• STATED GOAL 1
From the schema in the forum thread below, list every declared field name, including the nested ones.

=======

Have presto work well in different parquet version? Our presto version in hive is parquet-mr 1.8.1. We find that the parquet.thrift exists some different in parquet-mr 1.8.1. and 1.6.0.

hwb1992 commented 5 years ago

it seems a bug.I write a parque,schema is

message test {
  optional int32 int32_field;
  optional binary string_field (UTF8);
  optional int32 int32_field2;
  optional group map_info (MAP) {
    repeated group map (MAP_KEY_VALUE) {
      required binary key (UTF8);
      optional binary value (UTF8);
    }
  }
}

The map data i insert is

("first_key1", "١٠٠٪");
("first_key2", "99%");

When i read the statistic of map ,the result is

min: first_key1, max: first_key2, num_nulls: 0
min: ١٠٠٪, max: 99%, num_nulls: 0

,however,the min is bigger than max in presto if i run the code

BinaryStatistics binaryStatistics = (BinaryStatistics) statistics;
Slice minSlice = Slices.wrappedBuffer(binaryStatistics.getMin().getBytes());
Slice maxSlice = Slices.wrappedBuffer(binaryStatistics.getMax().getBytes());
if (minSlice.compareTo(maxSlice) > 0) {
  failWithCorruptionException(failOnCorruptedParquetStatistics, column, id, binaryStatistics);
  return Domain.create(ValueSet.all(type), hasNullValue);
}

It seems hive 2.3 will ignore the binary min and max statistic in parquet-mr 1.8.0.So i wonder if you encounter these problem? @zhenxiao @nezihyigitbasi

hwb1992 commented 5 years ago

The compare strategy of parquet and presto seems different.

=======

• STATED GOAL 2
Output the entries unchanged, starting at the line that contains "painted surface in the picture above." and continuing through the end of the entries. Leave the pictures out.

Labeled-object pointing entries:
=======

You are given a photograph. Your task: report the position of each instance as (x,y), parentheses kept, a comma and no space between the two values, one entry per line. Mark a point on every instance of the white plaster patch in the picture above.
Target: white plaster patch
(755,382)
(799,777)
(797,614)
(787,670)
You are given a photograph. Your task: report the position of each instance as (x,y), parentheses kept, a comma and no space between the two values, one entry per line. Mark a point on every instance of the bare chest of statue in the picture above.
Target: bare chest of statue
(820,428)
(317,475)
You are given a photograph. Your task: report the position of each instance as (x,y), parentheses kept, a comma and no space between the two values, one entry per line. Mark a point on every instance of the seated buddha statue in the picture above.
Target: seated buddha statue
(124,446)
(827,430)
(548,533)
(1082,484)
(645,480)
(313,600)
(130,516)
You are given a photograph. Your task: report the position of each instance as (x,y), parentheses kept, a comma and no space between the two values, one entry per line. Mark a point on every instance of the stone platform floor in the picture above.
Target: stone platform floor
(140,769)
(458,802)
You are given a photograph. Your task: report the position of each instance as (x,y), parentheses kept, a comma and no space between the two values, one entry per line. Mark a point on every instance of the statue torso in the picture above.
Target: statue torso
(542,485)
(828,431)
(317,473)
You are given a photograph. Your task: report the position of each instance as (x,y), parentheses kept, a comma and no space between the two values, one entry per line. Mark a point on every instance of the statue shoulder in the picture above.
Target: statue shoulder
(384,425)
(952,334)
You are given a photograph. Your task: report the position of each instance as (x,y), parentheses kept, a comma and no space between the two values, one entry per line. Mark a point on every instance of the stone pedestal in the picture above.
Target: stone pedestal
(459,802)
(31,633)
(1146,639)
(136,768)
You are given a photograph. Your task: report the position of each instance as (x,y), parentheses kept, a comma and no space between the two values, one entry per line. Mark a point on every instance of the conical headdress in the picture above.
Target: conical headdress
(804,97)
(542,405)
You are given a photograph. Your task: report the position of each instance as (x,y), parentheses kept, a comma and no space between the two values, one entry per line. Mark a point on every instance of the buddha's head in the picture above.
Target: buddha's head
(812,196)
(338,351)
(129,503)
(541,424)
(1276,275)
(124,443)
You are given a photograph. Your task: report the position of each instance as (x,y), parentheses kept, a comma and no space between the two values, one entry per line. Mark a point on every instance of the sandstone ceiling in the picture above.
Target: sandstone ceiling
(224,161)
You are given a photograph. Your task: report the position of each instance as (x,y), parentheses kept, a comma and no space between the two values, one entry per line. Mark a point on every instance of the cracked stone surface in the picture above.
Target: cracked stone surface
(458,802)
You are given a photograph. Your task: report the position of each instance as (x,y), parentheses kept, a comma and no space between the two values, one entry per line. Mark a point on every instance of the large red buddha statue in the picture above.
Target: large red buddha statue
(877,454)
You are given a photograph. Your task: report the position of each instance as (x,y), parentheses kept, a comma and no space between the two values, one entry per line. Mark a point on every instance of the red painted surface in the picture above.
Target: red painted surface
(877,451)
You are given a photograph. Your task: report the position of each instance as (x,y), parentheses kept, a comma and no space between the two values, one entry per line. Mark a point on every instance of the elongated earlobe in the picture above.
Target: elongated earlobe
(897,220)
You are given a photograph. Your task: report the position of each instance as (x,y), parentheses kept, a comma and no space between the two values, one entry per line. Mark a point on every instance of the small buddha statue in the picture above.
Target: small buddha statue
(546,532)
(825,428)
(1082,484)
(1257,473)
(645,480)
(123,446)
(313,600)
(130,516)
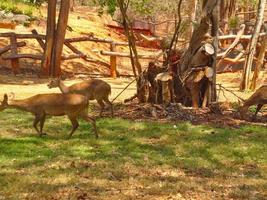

=======

• RESPONSE 1
int32_field
string_field
int32_field2
map_info
map
key
value

• RESPONSE 2
You are given a photograph. Your task: report the position of each instance as (x,y), parentheses kept, a comma and no space between the two values, one entry per line. Mark a point on every instance of the red painted surface in the picture above.
Target: red painted surface
(877,451)
You are given a photograph. Your task: report the position of each instance as (x,y), parentheses kept, a comma and no space between the two values, one entry per line. Mark a point on every instance of the elongated earlobe in the picture above.
Target: elongated earlobe
(897,220)
You are given a photograph. Your task: report the position of each instance as (x,y), parentheses kept, a comma and no space between the two values, one entry per line. Mark a point on every instance of the small buddha statue in the picture above.
Target: small buddha statue
(546,532)
(825,428)
(1082,484)
(1257,473)
(645,480)
(123,446)
(313,600)
(130,516)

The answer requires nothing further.